Stored data:
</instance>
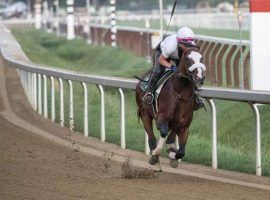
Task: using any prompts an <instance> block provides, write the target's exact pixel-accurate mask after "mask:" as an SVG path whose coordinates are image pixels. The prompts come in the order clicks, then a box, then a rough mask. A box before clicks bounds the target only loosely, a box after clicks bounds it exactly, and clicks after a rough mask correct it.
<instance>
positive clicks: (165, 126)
mask: <svg viewBox="0 0 270 200" xmlns="http://www.w3.org/2000/svg"><path fill="white" fill-rule="evenodd" d="M178 54H179V55H178V56H179V58H180V60H179V64H178V66H177V70H176V72H175V73H174V74H173V75H172V76H171V77H170V78H169V79H168V81H167V82H166V83H165V84H164V86H163V88H162V90H161V91H160V95H159V97H158V99H157V100H156V101H157V108H158V109H157V112H156V115H155V113H154V110H153V107H152V106H151V105H146V104H144V103H143V101H142V97H143V96H144V94H145V92H144V91H143V90H142V89H141V88H140V85H141V82H142V80H141V81H139V82H138V84H137V86H136V102H137V105H138V117H139V118H141V120H142V122H143V125H144V128H145V130H146V132H147V135H148V144H149V147H150V151H151V157H150V159H149V163H150V164H151V165H155V164H157V163H159V156H160V154H161V151H162V148H163V145H164V142H165V138H166V137H167V136H168V137H167V140H166V144H167V148H168V152H169V158H170V159H171V166H172V167H177V165H178V164H175V163H178V159H181V158H183V157H184V156H185V148H186V143H187V139H188V130H189V126H190V124H191V121H192V118H193V111H194V105H195V98H194V96H195V95H197V94H196V92H197V89H198V87H199V86H201V85H202V84H203V81H204V79H205V70H206V67H205V65H204V64H203V61H202V59H203V57H202V55H201V54H200V53H199V47H198V46H190V47H186V46H185V45H183V44H181V43H179V44H178ZM146 75H147V74H146ZM146 75H145V76H146ZM143 78H144V77H143ZM154 119H155V121H156V126H157V129H158V130H159V131H160V139H159V141H158V144H157V140H156V137H155V135H154V131H153V120H154ZM176 135H177V136H178V142H179V148H178V149H177V148H176V147H175V145H174V143H175V138H176ZM176 161H177V162H176ZM173 163H174V164H173Z"/></svg>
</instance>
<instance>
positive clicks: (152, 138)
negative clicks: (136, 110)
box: [141, 114, 157, 152]
mask: <svg viewBox="0 0 270 200" xmlns="http://www.w3.org/2000/svg"><path fill="white" fill-rule="evenodd" d="M141 117H142V121H143V126H144V129H145V130H146V133H147V135H148V144H149V148H150V151H151V152H152V151H153V150H154V149H155V148H156V146H157V139H156V137H155V135H154V131H153V124H152V122H153V118H152V117H151V116H150V115H148V114H142V116H141Z"/></svg>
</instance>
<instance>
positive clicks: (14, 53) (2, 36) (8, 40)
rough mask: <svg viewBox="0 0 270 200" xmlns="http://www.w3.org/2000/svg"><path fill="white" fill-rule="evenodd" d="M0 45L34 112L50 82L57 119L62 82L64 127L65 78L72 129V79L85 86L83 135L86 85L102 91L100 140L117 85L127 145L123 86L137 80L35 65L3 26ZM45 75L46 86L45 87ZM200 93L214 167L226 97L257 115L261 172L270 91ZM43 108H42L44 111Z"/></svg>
mask: <svg viewBox="0 0 270 200" xmlns="http://www.w3.org/2000/svg"><path fill="white" fill-rule="evenodd" d="M0 38H2V40H1V41H0V47H1V55H2V58H3V59H4V61H5V63H6V65H7V66H9V67H14V68H16V69H17V70H18V71H19V74H20V77H21V82H22V85H23V88H24V90H25V93H26V94H27V97H28V100H29V102H30V103H31V105H32V107H33V108H34V110H35V111H38V113H39V114H43V116H44V117H48V116H47V111H48V110H47V109H48V108H47V95H48V94H47V84H46V81H47V79H49V80H50V81H51V120H52V121H53V122H54V121H55V88H54V87H55V84H54V81H55V80H58V82H59V92H60V124H61V126H64V119H65V118H64V99H63V92H64V91H63V80H66V81H68V83H69V97H70V98H69V128H70V129H71V130H73V129H74V126H76V124H74V116H73V115H74V112H73V84H72V83H73V82H79V83H81V84H82V86H83V91H84V112H83V119H84V128H83V132H84V136H85V137H87V136H88V131H89V127H88V91H87V87H86V84H94V85H97V86H98V88H99V91H100V102H101V109H100V112H101V140H102V141H106V133H105V128H104V127H105V117H104V113H105V104H104V90H103V88H104V86H110V87H114V88H117V89H118V91H119V94H120V105H121V106H120V107H121V112H120V120H121V123H120V126H121V128H120V130H121V139H120V140H121V142H120V144H121V147H122V148H123V149H125V148H126V137H125V135H126V130H125V95H124V92H123V89H131V90H134V89H135V86H136V83H137V81H136V80H134V79H127V78H119V77H108V76H97V75H87V74H81V73H78V72H74V71H68V70H61V69H56V68H53V69H52V68H48V67H44V66H41V65H38V64H34V63H32V62H30V61H29V60H28V58H27V57H26V56H25V55H24V53H23V52H22V50H21V48H20V45H19V44H18V43H17V42H16V40H15V39H14V38H13V36H12V35H11V34H10V32H9V31H8V30H7V29H5V28H4V27H0ZM42 77H43V82H44V83H43V85H44V87H43V88H42V84H41V83H42ZM41 91H43V92H44V93H43V108H42V94H41ZM201 96H202V97H204V98H205V99H206V100H207V101H208V103H209V106H210V108H211V117H212V168H213V169H217V168H218V162H217V112H216V106H215V103H214V101H213V99H223V100H229V101H239V102H246V103H248V104H249V105H250V106H251V108H252V110H253V112H254V116H255V121H256V174H257V175H259V176H260V175H261V173H262V172H261V171H262V169H261V130H260V113H259V109H258V106H257V105H258V104H270V92H264V91H254V90H236V89H223V88H210V87H203V88H202V90H201ZM42 109H43V110H42ZM145 140H146V143H145V149H146V150H145V152H146V153H149V148H148V144H147V135H146V138H145Z"/></svg>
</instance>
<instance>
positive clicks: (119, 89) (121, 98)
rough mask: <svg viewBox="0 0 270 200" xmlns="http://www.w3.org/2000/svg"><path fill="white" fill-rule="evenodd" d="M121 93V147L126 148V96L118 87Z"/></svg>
mask: <svg viewBox="0 0 270 200" xmlns="http://www.w3.org/2000/svg"><path fill="white" fill-rule="evenodd" d="M118 91H119V94H120V132H121V148H122V149H125V148H126V127H125V124H126V122H125V96H124V92H123V90H122V89H121V88H119V89H118Z"/></svg>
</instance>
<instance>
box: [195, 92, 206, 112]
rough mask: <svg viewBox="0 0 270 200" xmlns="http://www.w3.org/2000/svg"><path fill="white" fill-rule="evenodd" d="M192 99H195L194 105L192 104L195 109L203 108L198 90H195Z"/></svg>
mask: <svg viewBox="0 0 270 200" xmlns="http://www.w3.org/2000/svg"><path fill="white" fill-rule="evenodd" d="M194 99H195V105H194V110H195V111H196V110H199V109H200V108H204V109H205V103H204V101H203V99H202V97H200V96H199V94H198V92H195V94H194Z"/></svg>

▶ **Prompt**
You are asked to reproduce each line above exactly, but to exclude the pictures.

▶ **Result below**
</instance>
Task: using any prompts an <instance> block provides, write the target's exact pixel-accurate mask after "mask:" as an SVG path whose coordinates are image pixels. The prompts come in the order clicks, then a box, then a rough mask. A box before clicks bounds the target only loosely, a box after clicks bounds it exactly, and clicks after a rough mask correct it.
<instance>
positive clicks: (165, 126)
mask: <svg viewBox="0 0 270 200" xmlns="http://www.w3.org/2000/svg"><path fill="white" fill-rule="evenodd" d="M178 54H179V55H178V56H179V58H180V60H179V64H178V66H177V70H176V72H175V73H174V74H173V75H172V76H171V77H170V78H169V79H168V81H167V82H166V83H165V84H164V86H163V88H162V90H161V91H160V95H159V97H158V99H157V100H156V101H157V108H158V109H157V112H156V115H155V113H154V110H153V107H152V106H151V105H146V104H144V103H143V101H142V97H143V96H144V94H145V92H144V91H143V90H142V89H141V88H140V85H141V82H142V80H141V81H139V82H138V84H137V86H136V102H137V105H138V117H139V118H141V120H142V122H143V125H144V128H145V130H146V132H147V135H148V144H149V147H150V151H151V157H150V159H149V163H150V164H151V165H155V164H157V163H159V156H160V154H161V151H162V148H163V145H164V142H165V138H166V137H167V136H168V137H167V140H166V144H167V148H168V152H169V158H170V159H171V166H172V167H177V165H178V164H175V163H178V159H181V158H183V157H184V156H185V148H186V143H187V139H188V130H189V126H190V124H191V121H192V118H193V111H194V105H195V98H194V96H195V95H197V94H196V92H197V89H198V87H199V86H201V85H202V84H203V81H204V79H205V70H206V67H205V65H204V64H203V61H202V59H203V57H202V55H201V54H200V53H199V47H198V46H190V47H186V46H185V45H183V44H181V43H179V44H178ZM146 75H147V74H146ZM146 75H145V76H146ZM143 78H144V77H143ZM154 119H155V121H156V126H157V129H158V130H159V131H160V139H159V141H158V144H157V140H156V137H155V135H154V131H153V120H154ZM176 135H177V136H178V142H179V148H178V149H177V148H176V147H175V145H174V143H175V138H176ZM176 161H177V162H176ZM173 163H174V164H173Z"/></svg>
</instance>
<instance>
positive clicks: (152, 138)
negative clicks: (136, 110)
box: [141, 114, 157, 152]
mask: <svg viewBox="0 0 270 200" xmlns="http://www.w3.org/2000/svg"><path fill="white" fill-rule="evenodd" d="M141 117H142V121H143V126H144V129H145V130H146V133H147V135H148V144H149V148H150V151H151V152H152V151H153V150H154V149H155V148H156V146H157V139H156V137H155V135H154V131H153V124H152V122H153V118H152V117H151V116H150V115H148V114H142V116H141Z"/></svg>
</instance>
<instance>
positive clicks: (14, 53) (2, 36) (8, 40)
rough mask: <svg viewBox="0 0 270 200" xmlns="http://www.w3.org/2000/svg"><path fill="white" fill-rule="evenodd" d="M0 45L34 112L50 82L57 119L62 82L64 127L65 78L72 129V79L85 86L83 135L86 85L102 91L100 140L117 85L127 145L123 86L137 80L35 65L3 26ZM45 75L46 86L45 87ZM200 93L214 167L226 97L257 115L261 172L270 91ZM43 108H42L44 111Z"/></svg>
mask: <svg viewBox="0 0 270 200" xmlns="http://www.w3.org/2000/svg"><path fill="white" fill-rule="evenodd" d="M0 38H2V40H1V41H0V47H1V55H2V58H3V59H4V61H5V63H6V65H7V66H9V67H14V68H16V69H17V70H18V71H19V74H20V77H21V82H22V85H23V88H24V90H25V93H26V94H27V97H28V100H29V102H30V103H31V105H32V107H33V108H34V110H35V111H38V113H39V114H43V116H44V117H48V116H47V111H48V110H47V109H48V108H47V95H48V94H47V84H46V81H47V79H49V80H50V81H51V120H52V121H53V122H54V121H55V88H54V87H55V84H54V81H55V80H58V82H59V92H60V124H61V126H64V119H65V118H64V99H63V92H64V91H63V80H66V81H68V83H69V97H70V98H69V128H70V129H71V130H73V129H74V126H76V124H74V116H73V115H74V112H73V84H72V83H73V82H79V83H81V84H82V86H83V91H84V112H83V119H84V128H83V132H84V136H85V137H87V136H88V131H89V127H88V91H87V87H86V84H94V85H97V86H98V88H99V91H100V102H101V109H100V112H101V140H102V141H106V133H105V128H104V127H105V117H104V113H105V104H104V90H103V88H104V86H110V87H114V88H117V89H118V91H119V94H120V105H121V106H120V107H121V112H120V120H121V123H120V126H121V128H120V130H121V139H120V140H121V142H120V144H121V147H122V148H123V149H125V148H126V137H125V135H126V130H125V95H124V92H123V89H131V90H134V89H135V86H136V83H137V81H136V80H134V79H127V78H119V77H108V76H97V75H87V74H81V73H78V72H74V71H68V70H61V69H56V68H53V69H52V68H48V67H44V66H41V65H38V64H34V63H32V62H30V61H29V60H28V58H27V57H26V56H25V55H24V53H23V52H22V50H21V48H20V45H19V44H18V43H17V42H16V40H15V39H14V38H13V36H12V35H11V34H10V32H9V31H8V30H7V29H5V28H4V27H0ZM42 77H43V82H44V83H43V85H44V87H43V88H42V84H41V83H42ZM41 91H43V92H44V93H43V108H42V94H41ZM201 96H202V97H204V98H205V99H206V100H207V101H208V103H209V106H210V108H211V117H212V168H213V169H217V168H218V162H217V112H216V106H215V103H214V101H213V99H223V100H229V101H239V102H246V103H248V104H249V105H250V106H251V108H252V110H253V112H254V116H255V121H256V174H257V175H259V176H260V175H261V173H262V172H261V171H262V169H261V130H260V113H259V109H258V106H257V105H258V104H270V92H264V91H254V90H236V89H223V88H210V87H203V88H202V90H201ZM42 109H43V110H42ZM145 140H146V143H145V149H146V150H145V152H146V153H149V148H148V144H147V135H146V138H145Z"/></svg>
</instance>
<instance>
positive clicks: (119, 89) (121, 98)
rough mask: <svg viewBox="0 0 270 200" xmlns="http://www.w3.org/2000/svg"><path fill="white" fill-rule="evenodd" d="M121 93V147L126 148V96L118 87Z"/></svg>
mask: <svg viewBox="0 0 270 200" xmlns="http://www.w3.org/2000/svg"><path fill="white" fill-rule="evenodd" d="M118 91H119V94H120V132H121V148H122V149H125V148H126V127H125V124H126V122H125V96H124V92H123V90H122V89H121V88H119V89H118Z"/></svg>
</instance>
<instance>
box: [195, 92, 206, 112]
rough mask: <svg viewBox="0 0 270 200" xmlns="http://www.w3.org/2000/svg"><path fill="white" fill-rule="evenodd" d="M192 99H195L194 105L192 104L195 109L203 108L198 90H195Z"/></svg>
mask: <svg viewBox="0 0 270 200" xmlns="http://www.w3.org/2000/svg"><path fill="white" fill-rule="evenodd" d="M194 99H195V105H194V110H195V111H196V110H199V109H200V108H204V109H205V103H204V101H203V99H202V97H200V96H199V94H198V92H195V94H194Z"/></svg>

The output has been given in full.